==== Recorded information ====
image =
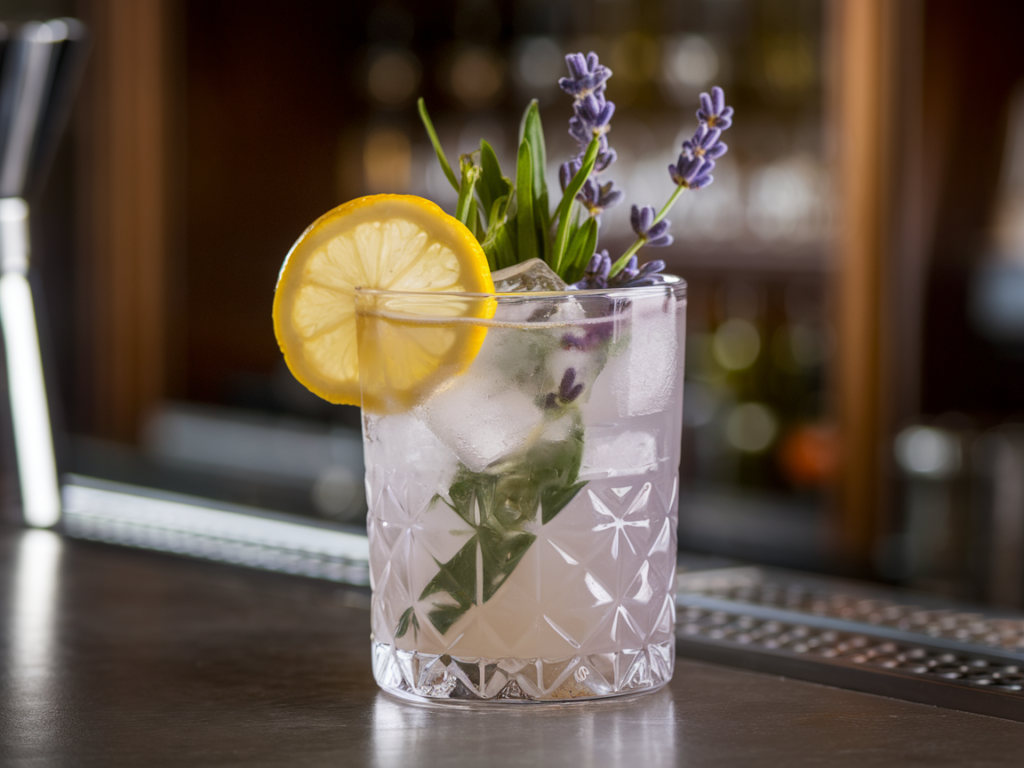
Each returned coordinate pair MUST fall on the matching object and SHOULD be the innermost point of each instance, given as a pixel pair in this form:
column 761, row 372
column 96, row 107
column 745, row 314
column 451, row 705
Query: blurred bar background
column 855, row 361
====
§ **Problem**: Rewrite each line of the material above as one string in a JSON list, skipping any blank lines. Leave the pictures out of the answer.

§ **Result of this task**:
[
  "image =",
  "Each returned coordinate pair MUST fall on the matching object and SHOULD be the innermost point of each instance, given as a pixel pair in this form:",
  "column 761, row 372",
  "column 96, row 107",
  "column 745, row 314",
  "column 451, row 705",
  "Query: blurred bar background",
  "column 855, row 361"
]